begin Document
To make sure that you have configured Mutt correctly, run the following command:

echo "Test message" | mutt -s "Test subject" youremail@yourserver.com

2) Run MySQL instance on the Archiving node and create a copy of the production database using Percona XtraBackup.
Please note that the database replication on this server must be disabled.

Configuration file parameters
3) Download Unitools repository using git clone command.
Use the private SSH key to UniPay repository to access Unitools.

Please contact UT support to get the link to the repository.

4) Set data archiving parameters in the configuration file.
Copy unitools/archiving/run/run_template file and save it as run.conf. Open run.conf file and indicate the following parameters:

=General parameters
=

Required

TASK - allows selecting the archiving mode depending on the process stage:

generate-script - archives data and generates delete scripts on the Archiving node;

delete-data - removes the archived data from the production database with delete-scripts;

optimize-table - optimizes tables that have been purged;

restore-data - reinserts the selected data into the production database upon deletion.

delete-data|optimize-table - removes the archived data from the production database with further tables optimization.

DATABASE - Unipay database name. Default: unipay

DATABASE="unipay"

EMAIL settings - allows setting the archiving notifications recipients’ email addresses separated with coma:

EMAIL_TO="recipient@mail.com, recipient2@mail.com " EMAIL_FROM="sender@mail.com"

Optional

BLOCK_EXECUTION - allows to stop the archiving process after the current iteration. Default value:0.

BLOCK_EXECUTION=0

ACTIVITY_TIME_RANGE - defines the time period during which the archiving process will run on the server every day until all of the iterations have completed. By default, this parameter is commented in run_template.conf file. If the activity time range is not defined, the arching process will run from the beginning to end without interruptions.

Activity time range is set in hh:mm-hh:mm format (beggining and completion time separated with dash)
For example, if ACTIVITY_TIME_RANGE=03:00-05:00,
the archiving process will be started automatically at 3 am and stopped at 5 am (server time) every day, untill all of the iterations have completed.
When it´s the completion time, the archiving process won´t be interrupted until the current iteration is terminated.
It is recommended to schedule archiving for the time periods of minimal activity on your servers to optimize the server load.

=Generate-script task parameters (required)
=

Note that there are no default values for these parameters.

GENERATION_RETENTION_PERIOD - a period of time, for which the data must remain in the database. It is calculated starting from the date when the data archiving process is launched. Note that this parameter cannot be less than 12 months, otherwise the archiving process will be interrupted during the validation phase.
end Document
§ Your tasks:
1. Reproduce word for word the passage of the archiving guide starting with "It is recommended" and going on through "the validation phase.".
2. Turn the paragraph of the archiving guide that begins "ACTIVITY_TIME_RANGE - defines the time period" into a short bulleted list that keeps its main facts.
The records play no part in this work.
begin Dataset
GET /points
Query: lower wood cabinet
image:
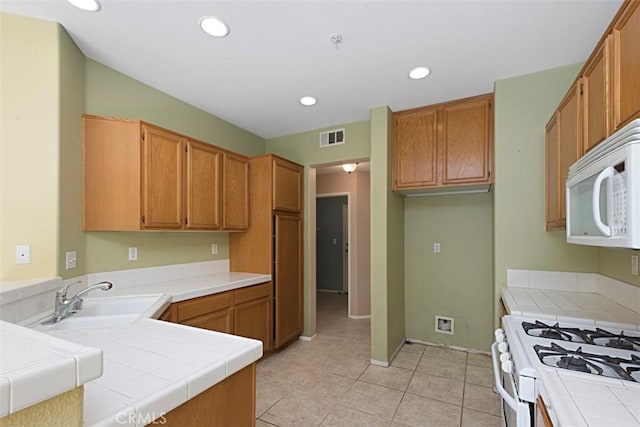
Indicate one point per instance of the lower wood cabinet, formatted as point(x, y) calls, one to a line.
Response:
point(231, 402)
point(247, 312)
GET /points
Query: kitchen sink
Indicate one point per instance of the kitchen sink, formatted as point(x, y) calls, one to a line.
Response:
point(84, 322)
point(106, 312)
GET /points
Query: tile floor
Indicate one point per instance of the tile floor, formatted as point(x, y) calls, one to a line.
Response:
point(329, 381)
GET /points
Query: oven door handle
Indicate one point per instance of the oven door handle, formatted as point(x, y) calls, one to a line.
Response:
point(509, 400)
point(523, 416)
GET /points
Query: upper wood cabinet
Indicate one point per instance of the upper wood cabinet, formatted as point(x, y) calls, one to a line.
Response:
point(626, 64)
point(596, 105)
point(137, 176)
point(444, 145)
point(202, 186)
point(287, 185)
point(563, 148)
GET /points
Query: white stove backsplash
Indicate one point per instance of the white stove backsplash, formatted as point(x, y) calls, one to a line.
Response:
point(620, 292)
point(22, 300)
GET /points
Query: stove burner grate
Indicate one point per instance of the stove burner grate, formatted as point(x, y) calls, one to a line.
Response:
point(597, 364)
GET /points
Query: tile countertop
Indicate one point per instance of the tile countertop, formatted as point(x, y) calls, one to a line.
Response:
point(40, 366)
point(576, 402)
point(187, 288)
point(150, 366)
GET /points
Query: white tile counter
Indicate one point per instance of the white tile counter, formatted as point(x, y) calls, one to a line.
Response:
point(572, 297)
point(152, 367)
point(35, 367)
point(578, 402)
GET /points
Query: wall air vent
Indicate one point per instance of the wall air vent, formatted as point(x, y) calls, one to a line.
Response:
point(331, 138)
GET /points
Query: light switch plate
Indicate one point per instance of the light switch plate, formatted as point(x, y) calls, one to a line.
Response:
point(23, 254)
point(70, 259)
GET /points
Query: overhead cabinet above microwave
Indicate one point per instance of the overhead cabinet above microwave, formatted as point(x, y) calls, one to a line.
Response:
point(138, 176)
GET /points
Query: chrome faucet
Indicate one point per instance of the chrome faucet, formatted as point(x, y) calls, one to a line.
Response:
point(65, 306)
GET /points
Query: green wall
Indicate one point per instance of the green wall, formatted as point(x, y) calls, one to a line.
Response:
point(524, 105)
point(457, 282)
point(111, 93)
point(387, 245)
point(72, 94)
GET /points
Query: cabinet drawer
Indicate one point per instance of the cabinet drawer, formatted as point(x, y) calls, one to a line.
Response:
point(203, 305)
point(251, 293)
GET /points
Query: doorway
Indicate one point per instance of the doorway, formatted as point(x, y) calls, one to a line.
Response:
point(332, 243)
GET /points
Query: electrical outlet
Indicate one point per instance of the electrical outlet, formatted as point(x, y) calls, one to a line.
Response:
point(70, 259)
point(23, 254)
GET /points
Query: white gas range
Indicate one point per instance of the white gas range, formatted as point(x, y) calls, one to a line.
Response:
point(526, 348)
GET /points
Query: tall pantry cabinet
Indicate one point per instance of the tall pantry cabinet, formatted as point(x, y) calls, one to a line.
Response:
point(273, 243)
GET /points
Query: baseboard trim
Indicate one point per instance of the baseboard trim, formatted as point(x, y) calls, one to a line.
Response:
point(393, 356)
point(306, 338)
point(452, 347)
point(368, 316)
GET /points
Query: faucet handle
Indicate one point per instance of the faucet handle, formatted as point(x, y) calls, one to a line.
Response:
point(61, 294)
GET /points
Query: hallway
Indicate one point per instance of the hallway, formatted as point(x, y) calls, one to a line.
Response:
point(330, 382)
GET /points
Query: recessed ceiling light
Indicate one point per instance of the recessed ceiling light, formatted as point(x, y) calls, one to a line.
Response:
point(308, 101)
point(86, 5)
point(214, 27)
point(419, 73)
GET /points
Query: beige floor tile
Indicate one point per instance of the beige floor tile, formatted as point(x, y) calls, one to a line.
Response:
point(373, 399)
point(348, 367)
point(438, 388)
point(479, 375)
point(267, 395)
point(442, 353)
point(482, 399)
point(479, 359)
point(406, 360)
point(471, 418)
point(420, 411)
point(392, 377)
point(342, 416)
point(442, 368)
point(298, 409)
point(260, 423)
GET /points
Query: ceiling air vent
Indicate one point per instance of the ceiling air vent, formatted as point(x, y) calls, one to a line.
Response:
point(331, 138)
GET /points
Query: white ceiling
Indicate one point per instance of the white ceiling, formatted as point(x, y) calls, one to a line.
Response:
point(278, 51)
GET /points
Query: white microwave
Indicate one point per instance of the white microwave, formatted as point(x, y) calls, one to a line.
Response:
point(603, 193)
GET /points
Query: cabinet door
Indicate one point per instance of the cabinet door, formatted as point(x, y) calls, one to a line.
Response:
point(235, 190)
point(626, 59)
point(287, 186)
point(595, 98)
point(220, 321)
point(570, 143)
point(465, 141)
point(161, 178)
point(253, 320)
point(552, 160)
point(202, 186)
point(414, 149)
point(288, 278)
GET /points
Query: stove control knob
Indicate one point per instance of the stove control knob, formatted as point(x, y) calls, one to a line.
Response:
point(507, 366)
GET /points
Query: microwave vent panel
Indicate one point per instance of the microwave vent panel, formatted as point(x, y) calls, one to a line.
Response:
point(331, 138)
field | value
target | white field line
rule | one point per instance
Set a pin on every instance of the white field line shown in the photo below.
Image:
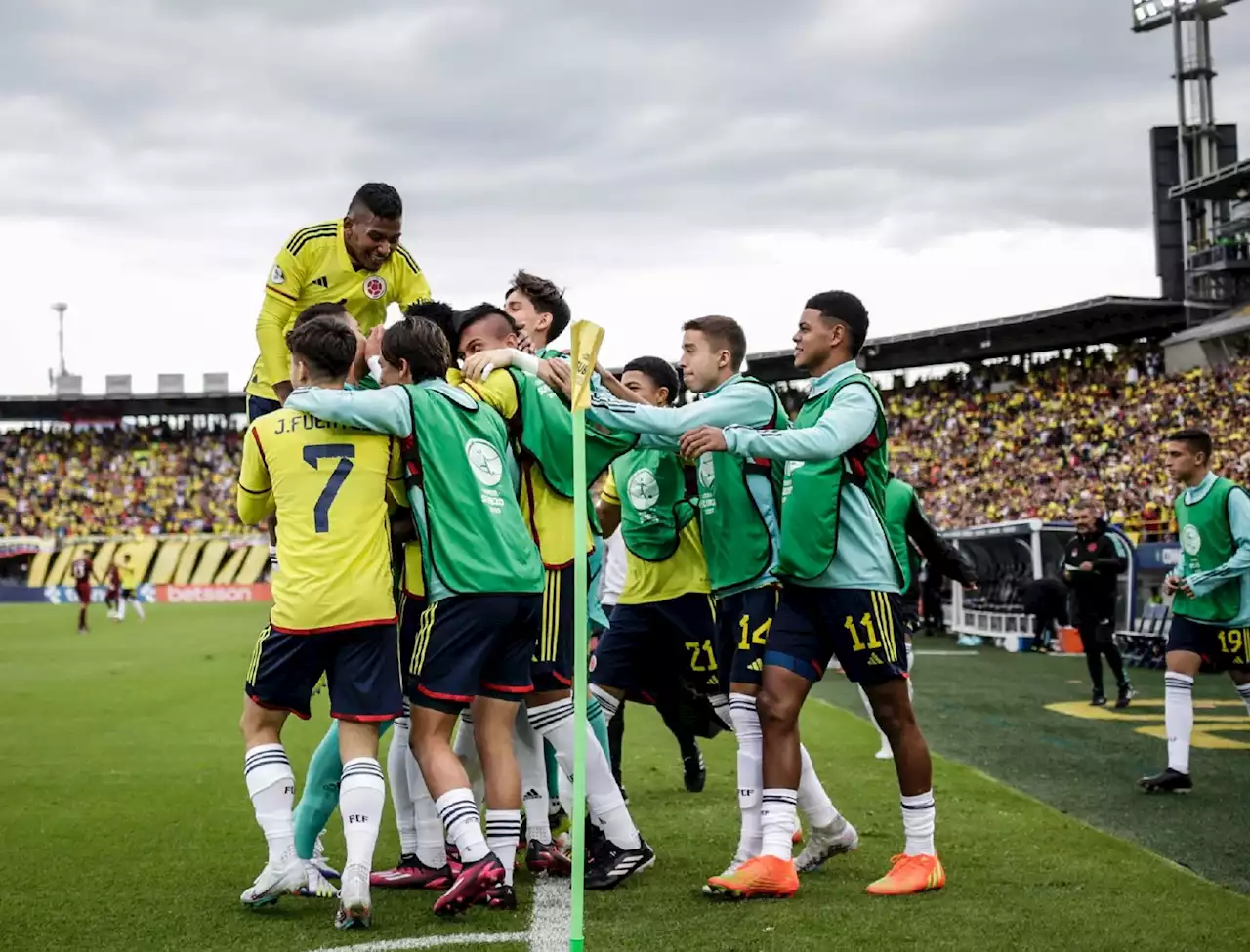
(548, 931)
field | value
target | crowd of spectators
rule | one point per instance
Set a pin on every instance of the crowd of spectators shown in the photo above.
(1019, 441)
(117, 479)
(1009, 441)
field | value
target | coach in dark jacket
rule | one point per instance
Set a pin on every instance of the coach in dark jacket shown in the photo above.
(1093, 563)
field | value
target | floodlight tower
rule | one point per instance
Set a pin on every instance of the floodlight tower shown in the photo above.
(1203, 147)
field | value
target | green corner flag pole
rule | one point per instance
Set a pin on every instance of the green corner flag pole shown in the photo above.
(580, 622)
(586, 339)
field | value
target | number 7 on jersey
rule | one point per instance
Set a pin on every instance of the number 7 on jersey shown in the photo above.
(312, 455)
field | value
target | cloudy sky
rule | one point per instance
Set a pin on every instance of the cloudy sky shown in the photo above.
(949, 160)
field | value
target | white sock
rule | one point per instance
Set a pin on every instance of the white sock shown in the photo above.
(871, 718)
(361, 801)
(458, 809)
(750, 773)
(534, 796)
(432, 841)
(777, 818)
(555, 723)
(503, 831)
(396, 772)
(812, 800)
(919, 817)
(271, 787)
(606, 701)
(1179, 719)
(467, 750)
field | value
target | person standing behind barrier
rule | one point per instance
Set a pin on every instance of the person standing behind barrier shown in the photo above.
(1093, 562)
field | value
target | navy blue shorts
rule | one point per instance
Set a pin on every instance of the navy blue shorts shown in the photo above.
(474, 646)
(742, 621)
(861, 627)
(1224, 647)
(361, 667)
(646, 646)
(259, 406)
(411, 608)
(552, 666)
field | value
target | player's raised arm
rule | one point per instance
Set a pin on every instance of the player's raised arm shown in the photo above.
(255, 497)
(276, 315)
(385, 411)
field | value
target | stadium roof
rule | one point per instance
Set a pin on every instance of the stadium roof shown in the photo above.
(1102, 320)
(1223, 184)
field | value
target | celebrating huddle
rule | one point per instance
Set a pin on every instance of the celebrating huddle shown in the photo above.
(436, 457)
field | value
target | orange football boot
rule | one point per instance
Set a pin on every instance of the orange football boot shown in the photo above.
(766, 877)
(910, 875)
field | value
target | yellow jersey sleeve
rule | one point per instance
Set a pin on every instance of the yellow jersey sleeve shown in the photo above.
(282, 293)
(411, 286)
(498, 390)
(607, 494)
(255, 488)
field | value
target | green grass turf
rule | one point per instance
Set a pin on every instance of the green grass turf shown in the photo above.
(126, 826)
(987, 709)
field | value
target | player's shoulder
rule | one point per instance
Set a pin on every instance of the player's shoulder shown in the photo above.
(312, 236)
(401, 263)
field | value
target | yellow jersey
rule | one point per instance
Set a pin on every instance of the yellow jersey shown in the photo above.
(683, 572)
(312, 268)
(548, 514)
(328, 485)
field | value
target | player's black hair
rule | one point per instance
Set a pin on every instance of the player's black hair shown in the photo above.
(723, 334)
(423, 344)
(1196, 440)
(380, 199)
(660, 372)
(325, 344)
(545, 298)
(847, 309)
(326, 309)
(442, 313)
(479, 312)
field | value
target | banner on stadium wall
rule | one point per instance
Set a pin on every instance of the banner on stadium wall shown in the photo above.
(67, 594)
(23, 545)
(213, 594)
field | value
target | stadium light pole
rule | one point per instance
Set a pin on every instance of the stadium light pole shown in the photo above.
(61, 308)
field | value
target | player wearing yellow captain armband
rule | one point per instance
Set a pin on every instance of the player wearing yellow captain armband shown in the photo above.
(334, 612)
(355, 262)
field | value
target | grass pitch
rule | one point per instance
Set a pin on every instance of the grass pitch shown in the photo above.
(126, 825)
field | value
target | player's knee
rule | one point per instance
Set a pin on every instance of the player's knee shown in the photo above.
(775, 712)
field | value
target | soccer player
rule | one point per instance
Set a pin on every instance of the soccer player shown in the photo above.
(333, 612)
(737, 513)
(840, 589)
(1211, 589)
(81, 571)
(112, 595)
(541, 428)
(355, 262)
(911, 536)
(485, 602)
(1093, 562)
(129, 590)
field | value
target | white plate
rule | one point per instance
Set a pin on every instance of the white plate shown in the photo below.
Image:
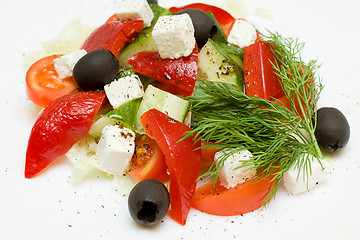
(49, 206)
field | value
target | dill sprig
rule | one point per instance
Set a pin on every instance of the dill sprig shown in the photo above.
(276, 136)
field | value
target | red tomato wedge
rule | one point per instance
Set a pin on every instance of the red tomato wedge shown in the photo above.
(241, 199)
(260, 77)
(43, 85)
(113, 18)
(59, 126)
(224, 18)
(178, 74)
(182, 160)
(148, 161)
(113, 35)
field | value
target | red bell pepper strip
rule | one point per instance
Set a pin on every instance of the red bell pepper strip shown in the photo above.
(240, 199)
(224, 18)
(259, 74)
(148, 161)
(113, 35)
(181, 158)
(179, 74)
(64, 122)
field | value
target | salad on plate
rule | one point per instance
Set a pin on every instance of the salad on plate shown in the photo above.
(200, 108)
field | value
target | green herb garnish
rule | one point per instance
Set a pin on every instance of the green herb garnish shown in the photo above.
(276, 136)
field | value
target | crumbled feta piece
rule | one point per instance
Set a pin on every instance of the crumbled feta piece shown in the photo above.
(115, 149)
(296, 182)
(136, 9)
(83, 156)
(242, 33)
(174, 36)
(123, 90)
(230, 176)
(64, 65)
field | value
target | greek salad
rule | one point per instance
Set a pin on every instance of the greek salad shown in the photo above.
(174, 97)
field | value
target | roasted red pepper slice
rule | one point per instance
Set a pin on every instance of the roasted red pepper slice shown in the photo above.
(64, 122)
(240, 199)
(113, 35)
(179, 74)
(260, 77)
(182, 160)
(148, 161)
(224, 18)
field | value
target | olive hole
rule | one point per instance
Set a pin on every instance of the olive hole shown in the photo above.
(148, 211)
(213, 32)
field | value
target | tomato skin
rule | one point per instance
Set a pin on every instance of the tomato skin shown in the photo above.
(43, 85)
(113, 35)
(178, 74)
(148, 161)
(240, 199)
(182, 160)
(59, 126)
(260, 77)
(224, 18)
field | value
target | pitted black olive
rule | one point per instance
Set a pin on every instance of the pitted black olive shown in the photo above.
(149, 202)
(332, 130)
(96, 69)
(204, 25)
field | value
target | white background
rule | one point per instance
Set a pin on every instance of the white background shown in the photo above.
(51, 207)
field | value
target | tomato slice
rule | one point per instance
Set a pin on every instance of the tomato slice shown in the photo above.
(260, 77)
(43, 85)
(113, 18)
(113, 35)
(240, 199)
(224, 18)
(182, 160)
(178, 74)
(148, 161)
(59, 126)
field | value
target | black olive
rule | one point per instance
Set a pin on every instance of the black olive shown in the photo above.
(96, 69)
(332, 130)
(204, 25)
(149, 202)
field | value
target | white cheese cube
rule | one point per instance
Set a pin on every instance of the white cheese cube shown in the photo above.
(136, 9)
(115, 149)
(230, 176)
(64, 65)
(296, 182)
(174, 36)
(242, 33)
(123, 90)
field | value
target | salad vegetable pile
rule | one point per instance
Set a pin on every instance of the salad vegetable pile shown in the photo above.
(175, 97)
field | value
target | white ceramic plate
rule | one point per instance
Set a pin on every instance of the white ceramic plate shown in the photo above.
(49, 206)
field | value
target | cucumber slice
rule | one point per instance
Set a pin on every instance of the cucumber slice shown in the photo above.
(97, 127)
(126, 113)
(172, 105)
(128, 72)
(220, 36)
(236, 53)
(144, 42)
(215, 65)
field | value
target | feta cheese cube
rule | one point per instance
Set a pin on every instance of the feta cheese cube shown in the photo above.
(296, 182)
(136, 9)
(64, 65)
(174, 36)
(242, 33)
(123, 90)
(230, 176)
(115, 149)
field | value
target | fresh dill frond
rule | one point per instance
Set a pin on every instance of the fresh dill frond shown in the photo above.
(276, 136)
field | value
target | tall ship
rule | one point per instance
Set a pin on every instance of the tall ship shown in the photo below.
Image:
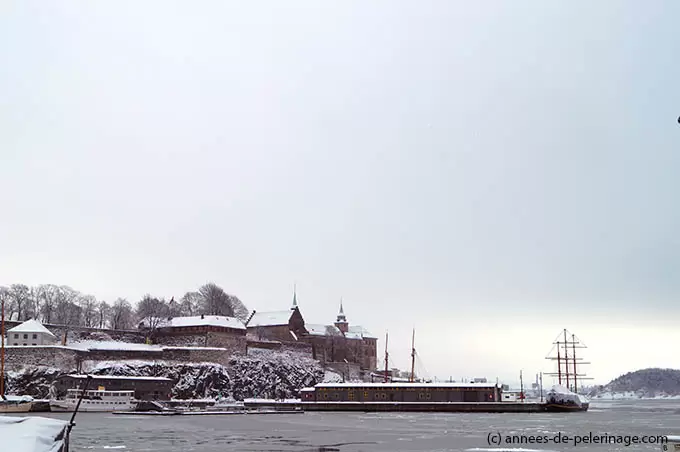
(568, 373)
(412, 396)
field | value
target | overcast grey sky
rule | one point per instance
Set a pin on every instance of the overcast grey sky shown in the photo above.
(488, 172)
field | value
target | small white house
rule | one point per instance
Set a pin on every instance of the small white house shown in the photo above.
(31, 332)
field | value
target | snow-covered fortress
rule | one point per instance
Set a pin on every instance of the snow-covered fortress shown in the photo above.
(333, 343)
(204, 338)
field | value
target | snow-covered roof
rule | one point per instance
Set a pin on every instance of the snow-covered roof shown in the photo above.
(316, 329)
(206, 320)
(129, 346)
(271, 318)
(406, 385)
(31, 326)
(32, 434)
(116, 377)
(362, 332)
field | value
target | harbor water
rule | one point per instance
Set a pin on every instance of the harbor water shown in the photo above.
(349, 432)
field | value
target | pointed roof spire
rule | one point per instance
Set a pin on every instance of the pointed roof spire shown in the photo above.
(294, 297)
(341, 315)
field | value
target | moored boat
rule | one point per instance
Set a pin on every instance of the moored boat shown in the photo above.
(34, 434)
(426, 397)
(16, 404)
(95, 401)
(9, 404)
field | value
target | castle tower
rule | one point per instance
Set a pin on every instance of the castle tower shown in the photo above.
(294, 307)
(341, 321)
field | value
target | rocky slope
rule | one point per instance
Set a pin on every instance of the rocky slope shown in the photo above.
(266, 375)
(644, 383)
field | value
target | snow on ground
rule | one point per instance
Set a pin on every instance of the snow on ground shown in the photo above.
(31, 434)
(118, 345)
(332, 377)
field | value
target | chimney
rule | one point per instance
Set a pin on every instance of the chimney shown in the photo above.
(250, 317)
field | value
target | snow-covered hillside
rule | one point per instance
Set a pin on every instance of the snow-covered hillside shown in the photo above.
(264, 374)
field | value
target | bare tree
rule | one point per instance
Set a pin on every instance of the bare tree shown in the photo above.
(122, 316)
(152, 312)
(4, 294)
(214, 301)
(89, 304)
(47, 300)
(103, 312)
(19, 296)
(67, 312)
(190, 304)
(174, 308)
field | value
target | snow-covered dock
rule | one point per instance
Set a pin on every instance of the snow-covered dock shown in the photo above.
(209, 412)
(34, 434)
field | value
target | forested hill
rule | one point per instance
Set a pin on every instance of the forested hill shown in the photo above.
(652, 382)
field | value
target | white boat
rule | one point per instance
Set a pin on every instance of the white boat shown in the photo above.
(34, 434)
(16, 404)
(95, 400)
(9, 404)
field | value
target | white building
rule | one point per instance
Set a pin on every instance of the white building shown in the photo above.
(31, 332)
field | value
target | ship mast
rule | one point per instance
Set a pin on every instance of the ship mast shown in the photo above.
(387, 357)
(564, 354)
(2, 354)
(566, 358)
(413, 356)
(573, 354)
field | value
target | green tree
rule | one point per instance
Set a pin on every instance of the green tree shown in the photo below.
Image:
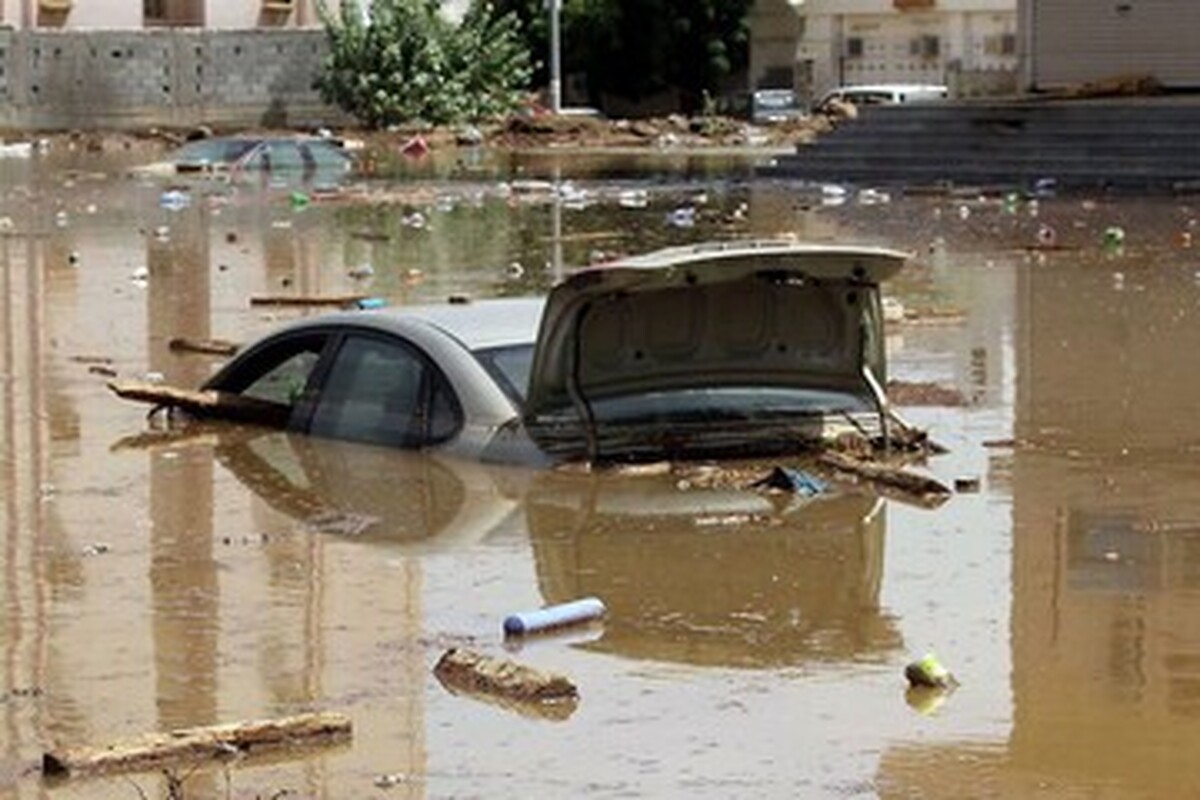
end Dataset
§ Full solutions:
1.
It is recommended to schedule archiving for the time periods of minimal activity on your servers to optimize the server load.

=Generate-script task parameters (required)
=

Note that there are no default values for these parameters.

GENERATION_RETENTION_PERIOD - a period of time, for which the data must remain in the database. It is calculated starting from the date when the data archiving process is launched. Note that this parameter cannot be less than 12 months, otherwise the archiving process will be interrupted during the validation phase.

2.
- ACTIVITY_TIME_RANGE sets the daily time period in which the archiving process runs on the server until all iterations have completed.
- By default, the parameter is commented in the run_template.conf file.
- If no activity time range is defined, the archiving process runs from beginning to end without interruptions.